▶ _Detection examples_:
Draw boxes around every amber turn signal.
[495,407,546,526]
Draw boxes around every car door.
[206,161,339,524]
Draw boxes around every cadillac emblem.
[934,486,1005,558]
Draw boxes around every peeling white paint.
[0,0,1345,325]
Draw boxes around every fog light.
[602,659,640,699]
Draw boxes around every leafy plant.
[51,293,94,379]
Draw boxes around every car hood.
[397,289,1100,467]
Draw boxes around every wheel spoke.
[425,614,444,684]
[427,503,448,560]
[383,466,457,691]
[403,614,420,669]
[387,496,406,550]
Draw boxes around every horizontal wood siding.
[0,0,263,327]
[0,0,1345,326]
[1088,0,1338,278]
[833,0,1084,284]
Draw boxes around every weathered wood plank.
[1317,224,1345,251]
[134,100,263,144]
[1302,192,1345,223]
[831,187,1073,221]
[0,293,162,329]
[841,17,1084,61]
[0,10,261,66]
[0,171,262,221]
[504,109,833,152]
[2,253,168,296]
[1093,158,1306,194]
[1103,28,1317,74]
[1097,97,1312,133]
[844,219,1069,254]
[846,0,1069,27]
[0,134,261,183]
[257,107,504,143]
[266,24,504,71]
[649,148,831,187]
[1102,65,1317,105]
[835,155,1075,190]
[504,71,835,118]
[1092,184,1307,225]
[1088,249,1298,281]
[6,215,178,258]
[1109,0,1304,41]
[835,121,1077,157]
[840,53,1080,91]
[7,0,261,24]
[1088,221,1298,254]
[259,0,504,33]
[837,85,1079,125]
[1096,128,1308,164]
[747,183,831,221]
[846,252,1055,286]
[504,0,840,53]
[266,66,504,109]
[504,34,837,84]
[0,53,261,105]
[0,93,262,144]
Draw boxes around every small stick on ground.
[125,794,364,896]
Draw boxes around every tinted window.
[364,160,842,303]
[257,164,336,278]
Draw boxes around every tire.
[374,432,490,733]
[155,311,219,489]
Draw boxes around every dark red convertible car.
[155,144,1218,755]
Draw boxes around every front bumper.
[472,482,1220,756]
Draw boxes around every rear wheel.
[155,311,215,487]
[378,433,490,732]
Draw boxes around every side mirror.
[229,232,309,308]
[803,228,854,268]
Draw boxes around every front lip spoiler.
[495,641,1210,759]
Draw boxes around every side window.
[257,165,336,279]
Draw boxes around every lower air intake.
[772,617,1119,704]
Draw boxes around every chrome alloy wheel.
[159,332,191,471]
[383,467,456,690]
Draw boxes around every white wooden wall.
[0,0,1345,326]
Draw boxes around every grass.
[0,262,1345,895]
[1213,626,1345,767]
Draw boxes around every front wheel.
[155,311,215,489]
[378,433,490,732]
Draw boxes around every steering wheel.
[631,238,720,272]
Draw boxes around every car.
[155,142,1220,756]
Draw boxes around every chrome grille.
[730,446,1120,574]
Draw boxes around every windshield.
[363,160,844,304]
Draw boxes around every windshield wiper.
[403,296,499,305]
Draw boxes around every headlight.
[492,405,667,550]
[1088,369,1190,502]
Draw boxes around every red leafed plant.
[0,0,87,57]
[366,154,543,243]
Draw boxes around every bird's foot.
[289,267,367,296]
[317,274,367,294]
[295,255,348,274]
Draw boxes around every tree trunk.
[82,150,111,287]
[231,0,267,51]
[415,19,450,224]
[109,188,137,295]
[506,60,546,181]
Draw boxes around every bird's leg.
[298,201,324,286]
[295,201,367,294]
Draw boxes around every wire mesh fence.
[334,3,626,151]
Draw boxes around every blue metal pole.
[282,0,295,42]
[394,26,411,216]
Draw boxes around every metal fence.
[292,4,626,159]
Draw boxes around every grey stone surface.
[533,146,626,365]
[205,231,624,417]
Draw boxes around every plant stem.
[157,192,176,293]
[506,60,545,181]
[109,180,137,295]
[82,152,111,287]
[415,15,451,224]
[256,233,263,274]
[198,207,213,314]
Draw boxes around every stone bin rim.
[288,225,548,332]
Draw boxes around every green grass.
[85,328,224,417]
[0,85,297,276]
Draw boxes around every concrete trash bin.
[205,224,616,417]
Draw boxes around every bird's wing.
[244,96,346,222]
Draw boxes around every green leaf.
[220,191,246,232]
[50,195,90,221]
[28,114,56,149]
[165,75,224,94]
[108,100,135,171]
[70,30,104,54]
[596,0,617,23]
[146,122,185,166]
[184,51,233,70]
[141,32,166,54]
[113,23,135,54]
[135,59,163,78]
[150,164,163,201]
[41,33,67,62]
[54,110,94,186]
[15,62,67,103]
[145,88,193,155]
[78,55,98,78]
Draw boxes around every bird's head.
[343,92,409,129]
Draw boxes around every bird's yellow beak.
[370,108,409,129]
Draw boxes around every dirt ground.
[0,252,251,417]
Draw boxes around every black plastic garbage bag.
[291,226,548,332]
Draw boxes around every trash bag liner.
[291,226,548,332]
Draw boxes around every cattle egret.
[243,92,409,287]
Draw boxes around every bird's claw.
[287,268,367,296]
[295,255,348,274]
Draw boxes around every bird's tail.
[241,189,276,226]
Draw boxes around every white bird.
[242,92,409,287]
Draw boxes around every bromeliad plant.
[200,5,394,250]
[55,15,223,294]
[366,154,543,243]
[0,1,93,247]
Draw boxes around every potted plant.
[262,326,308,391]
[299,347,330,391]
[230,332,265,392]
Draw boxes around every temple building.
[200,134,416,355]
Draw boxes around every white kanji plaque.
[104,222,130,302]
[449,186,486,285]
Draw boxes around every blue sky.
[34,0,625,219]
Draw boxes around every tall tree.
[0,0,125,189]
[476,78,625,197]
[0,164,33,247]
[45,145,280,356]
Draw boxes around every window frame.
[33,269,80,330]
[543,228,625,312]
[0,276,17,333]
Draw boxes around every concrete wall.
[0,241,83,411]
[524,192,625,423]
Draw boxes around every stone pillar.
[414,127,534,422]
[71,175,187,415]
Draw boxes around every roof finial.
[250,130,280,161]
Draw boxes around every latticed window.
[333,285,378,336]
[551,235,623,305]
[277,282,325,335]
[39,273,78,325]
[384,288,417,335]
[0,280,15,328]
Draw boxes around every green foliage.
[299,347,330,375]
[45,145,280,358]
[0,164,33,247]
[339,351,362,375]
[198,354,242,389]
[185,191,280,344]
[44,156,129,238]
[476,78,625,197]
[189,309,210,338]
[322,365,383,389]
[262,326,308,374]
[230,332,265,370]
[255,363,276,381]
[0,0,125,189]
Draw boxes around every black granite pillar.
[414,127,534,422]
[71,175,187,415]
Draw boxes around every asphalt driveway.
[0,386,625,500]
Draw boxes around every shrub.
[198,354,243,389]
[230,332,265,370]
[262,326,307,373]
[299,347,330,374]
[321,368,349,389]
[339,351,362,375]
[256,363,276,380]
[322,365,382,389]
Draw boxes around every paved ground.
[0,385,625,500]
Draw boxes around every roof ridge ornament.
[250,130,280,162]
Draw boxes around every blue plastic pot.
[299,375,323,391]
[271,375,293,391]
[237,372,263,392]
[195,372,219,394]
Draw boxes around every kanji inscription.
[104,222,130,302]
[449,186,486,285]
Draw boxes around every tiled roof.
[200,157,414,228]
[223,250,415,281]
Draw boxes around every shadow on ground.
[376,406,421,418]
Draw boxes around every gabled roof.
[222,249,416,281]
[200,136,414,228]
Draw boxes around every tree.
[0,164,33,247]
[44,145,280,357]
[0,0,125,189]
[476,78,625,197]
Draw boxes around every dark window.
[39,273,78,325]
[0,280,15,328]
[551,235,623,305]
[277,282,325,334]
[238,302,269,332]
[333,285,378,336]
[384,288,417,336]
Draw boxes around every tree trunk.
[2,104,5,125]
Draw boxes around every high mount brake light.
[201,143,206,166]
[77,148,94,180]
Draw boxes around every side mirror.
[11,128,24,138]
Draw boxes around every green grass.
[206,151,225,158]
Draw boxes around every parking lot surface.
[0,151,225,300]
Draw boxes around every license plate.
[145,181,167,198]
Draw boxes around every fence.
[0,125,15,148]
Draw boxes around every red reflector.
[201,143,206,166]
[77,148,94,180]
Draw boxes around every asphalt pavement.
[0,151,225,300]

▶ _What is being asked_: Locate every line above that contains the string "bird", treating uppercase and lowercase as distinct, and copy each such line.

▶ _Solution for this task_:
Draw boxes around every bird's foot.
Draw boxes around every bird's leg.
Draw boxes around every bird's wing.
Draw boxes around every bird's head.
Draw boxes around every bird's yellow beak.
Draw boxes around every bird's claw.
Draw boxes around every bird's tail.
Draw boxes around every white bird.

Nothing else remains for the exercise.